___ SUPPLIED DATA
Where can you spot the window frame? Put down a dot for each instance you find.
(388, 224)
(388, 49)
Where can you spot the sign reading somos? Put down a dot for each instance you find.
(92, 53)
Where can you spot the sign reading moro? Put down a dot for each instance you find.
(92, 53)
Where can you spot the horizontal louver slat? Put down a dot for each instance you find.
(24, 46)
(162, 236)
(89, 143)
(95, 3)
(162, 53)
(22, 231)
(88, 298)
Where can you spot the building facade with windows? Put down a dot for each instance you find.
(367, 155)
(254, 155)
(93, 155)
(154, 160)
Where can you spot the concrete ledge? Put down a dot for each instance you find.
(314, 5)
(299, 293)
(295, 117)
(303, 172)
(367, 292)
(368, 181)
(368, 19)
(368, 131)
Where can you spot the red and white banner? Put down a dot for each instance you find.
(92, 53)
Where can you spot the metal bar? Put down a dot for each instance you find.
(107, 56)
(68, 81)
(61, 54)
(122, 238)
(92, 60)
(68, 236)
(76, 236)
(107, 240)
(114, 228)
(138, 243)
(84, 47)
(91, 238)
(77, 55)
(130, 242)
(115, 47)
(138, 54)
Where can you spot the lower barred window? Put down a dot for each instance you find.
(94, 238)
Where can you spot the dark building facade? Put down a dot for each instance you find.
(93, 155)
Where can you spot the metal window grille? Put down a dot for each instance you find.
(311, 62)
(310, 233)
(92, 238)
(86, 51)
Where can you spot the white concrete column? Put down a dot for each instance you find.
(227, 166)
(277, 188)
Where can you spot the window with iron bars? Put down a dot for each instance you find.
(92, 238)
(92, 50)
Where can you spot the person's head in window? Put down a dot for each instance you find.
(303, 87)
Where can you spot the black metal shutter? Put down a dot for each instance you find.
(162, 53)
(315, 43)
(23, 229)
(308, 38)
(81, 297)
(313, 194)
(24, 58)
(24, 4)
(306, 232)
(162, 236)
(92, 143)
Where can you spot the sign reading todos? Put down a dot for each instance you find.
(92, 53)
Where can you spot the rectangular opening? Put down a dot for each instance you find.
______
◆ **WORK REQUEST**
From the first line to the last, copy the data exactly.

◆ **EXERCISE RESPONSE**
Where can you spot the window frame? Put down a dot for each instance you find.
(388, 224)
(388, 49)
Where can you spot the sign reading somos? Put down a dot for each instance you find.
(92, 53)
Where can you spot the sign reading moro? Put down a dot for each instance you find.
(92, 53)
Where can you spot the horizontal louver slat? Put down a dot for each instance you find.
(24, 46)
(162, 236)
(89, 143)
(95, 3)
(162, 53)
(22, 231)
(88, 298)
Where can you spot the building facade with windows? Put down a dot for each instance you find.
(367, 155)
(254, 155)
(93, 155)
(154, 160)
Where can you spot the concrete ledge? Put down a dot for each instance you find.
(314, 5)
(299, 293)
(295, 117)
(303, 172)
(367, 292)
(368, 181)
(368, 19)
(368, 131)
Where can you spot the red and white banner? Put down a dot for each instance you find.
(92, 53)
Where can you spot the metal bar? Put down a dot for each instance you find.
(107, 56)
(68, 81)
(61, 54)
(122, 238)
(92, 60)
(68, 236)
(76, 236)
(107, 240)
(114, 228)
(138, 243)
(84, 47)
(91, 238)
(77, 55)
(130, 242)
(115, 47)
(138, 54)
Where can you spot the lower barred window? Put down a dot for each instance you find.
(94, 238)
Where can you spot the dark building facade? Put down a dot for each instance you find.
(93, 155)
Where can you spot the metal window grille? Put down a dot for each instance you find.
(311, 62)
(310, 233)
(92, 238)
(86, 51)
Where can you spot the white concrete column? Put down a dot for each instance you find.
(227, 166)
(277, 188)
Where can you spot the window with iron bars? Put down a dot for each instance you find.
(92, 238)
(92, 50)
Where can you spot the person's head in window? Put down a dot for each instance you find.
(303, 87)
Where can you spot the black metal shutter? Put down a dot for each instance you find.
(162, 53)
(315, 43)
(23, 229)
(308, 38)
(81, 297)
(313, 194)
(24, 58)
(24, 4)
(306, 232)
(162, 236)
(92, 143)
Where can you spot the sign reading todos? Put down a dot for each instance you find.
(92, 53)
Where can you spot the rectangular opening? Put down a dot for each instance you find.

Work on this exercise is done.